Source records

______________________________

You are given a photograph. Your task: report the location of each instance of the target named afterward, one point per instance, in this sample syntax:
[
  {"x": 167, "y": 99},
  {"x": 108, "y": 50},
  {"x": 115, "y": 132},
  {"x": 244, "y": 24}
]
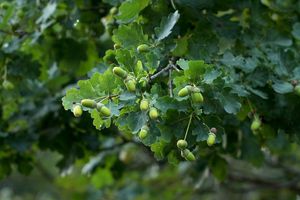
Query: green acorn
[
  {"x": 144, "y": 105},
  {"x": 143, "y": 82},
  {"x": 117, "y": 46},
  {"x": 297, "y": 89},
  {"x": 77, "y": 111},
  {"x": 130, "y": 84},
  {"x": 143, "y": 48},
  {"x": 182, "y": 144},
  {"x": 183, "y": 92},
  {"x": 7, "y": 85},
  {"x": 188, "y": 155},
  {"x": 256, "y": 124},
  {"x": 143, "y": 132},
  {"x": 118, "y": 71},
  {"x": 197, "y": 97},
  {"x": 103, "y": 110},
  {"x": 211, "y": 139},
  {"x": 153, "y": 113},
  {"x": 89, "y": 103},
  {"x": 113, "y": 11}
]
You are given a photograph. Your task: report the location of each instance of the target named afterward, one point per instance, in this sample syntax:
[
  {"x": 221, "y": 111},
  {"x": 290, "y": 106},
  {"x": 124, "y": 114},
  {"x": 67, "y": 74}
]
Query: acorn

______________________________

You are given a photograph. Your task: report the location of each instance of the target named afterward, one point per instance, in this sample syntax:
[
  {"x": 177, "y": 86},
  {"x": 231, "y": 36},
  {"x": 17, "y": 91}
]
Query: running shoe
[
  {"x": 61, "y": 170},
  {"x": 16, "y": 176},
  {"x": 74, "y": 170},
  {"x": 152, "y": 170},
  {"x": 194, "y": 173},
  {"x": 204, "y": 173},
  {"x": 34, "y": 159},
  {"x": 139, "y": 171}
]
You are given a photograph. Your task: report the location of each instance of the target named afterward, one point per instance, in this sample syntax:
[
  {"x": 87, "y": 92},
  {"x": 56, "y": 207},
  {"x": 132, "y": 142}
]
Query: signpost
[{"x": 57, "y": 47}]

______________________________

**Your objective**. Pull out every line of the records above that contains the string "Query", and copy each one. Match the case.

**Written response**.
Query: green acorn
Query: acorn
Query: running shoe
Query: signpost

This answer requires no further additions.